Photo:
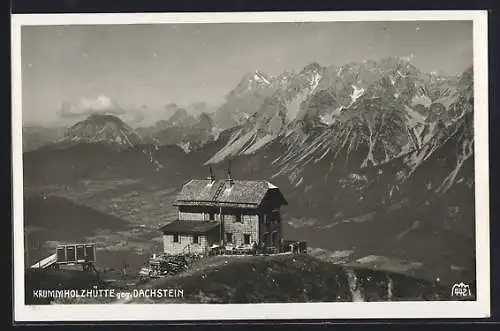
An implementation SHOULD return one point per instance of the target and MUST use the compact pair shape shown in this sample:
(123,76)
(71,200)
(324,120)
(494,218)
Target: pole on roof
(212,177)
--
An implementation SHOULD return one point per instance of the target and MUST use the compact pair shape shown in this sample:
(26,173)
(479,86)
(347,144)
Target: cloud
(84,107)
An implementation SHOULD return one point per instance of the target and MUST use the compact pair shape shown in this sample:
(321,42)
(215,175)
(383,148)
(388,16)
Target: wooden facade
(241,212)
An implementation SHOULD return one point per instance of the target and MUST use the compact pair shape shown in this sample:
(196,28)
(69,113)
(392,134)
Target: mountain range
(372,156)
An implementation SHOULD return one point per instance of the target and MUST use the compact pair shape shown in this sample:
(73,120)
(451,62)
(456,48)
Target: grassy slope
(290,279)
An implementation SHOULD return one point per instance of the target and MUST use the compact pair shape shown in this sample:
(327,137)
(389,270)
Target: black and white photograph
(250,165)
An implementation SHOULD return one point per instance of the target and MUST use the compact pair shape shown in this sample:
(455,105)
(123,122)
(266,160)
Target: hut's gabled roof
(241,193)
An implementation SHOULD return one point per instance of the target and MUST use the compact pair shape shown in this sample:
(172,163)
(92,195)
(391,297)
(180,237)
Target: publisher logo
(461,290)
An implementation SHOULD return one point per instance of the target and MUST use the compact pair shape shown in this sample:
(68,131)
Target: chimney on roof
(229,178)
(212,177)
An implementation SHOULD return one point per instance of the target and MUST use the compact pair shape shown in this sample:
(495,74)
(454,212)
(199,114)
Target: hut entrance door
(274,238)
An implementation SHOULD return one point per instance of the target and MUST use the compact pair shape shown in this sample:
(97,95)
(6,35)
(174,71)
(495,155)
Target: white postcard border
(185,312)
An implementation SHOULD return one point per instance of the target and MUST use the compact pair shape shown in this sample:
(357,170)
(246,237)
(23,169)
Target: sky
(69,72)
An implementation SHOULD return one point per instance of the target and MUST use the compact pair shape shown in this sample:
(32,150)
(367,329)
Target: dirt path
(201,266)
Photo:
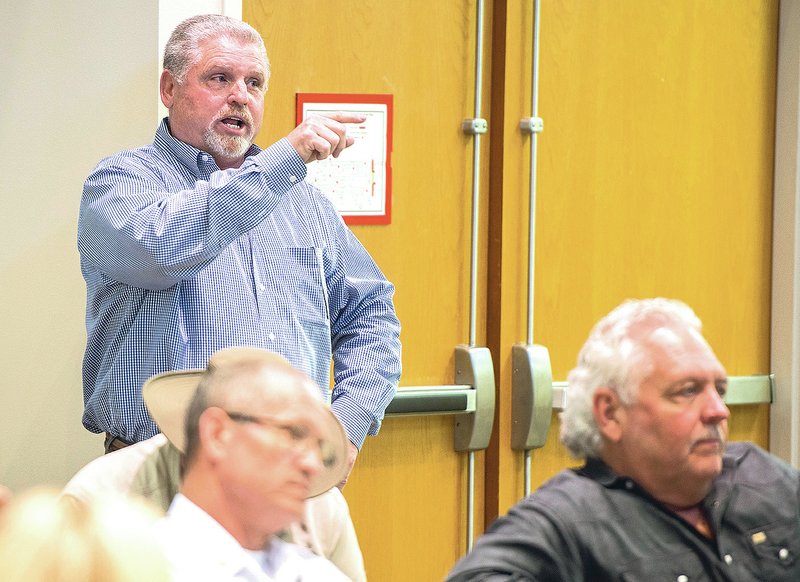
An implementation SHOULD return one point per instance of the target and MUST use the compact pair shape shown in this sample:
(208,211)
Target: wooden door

■ **Task prompt**: Both the line above containing "Target: hut entrance door" and the line containing "Target: wooden door" belong in the copy, along with every line between them; print these exactly and omit the pictures.

■ **Written solution**:
Target: hut entrance door
(274,238)
An implementation SHOULD return one point per instance of the target and MUST use the compact pair shape shown in this sample:
(97,95)
(6,35)
(174,71)
(495,155)
Target: white postcard border
(185,312)
An implementation SHOULD return one point per instance of the target and MUST use the compact pair shape shown in this sample:
(357,170)
(246,237)
(23,169)
Target: sky
(69,72)
An implementation SHOULD return one point per instance of the target and MUST use the compact pair shape shown in this sample:
(32,150)
(367,329)
Target: dirt path
(201,266)
Photo:
An implementation SHOULD return one point per instance of the target and MUST use the compact pair shape shown in this sample:
(208,211)
Target: wooden door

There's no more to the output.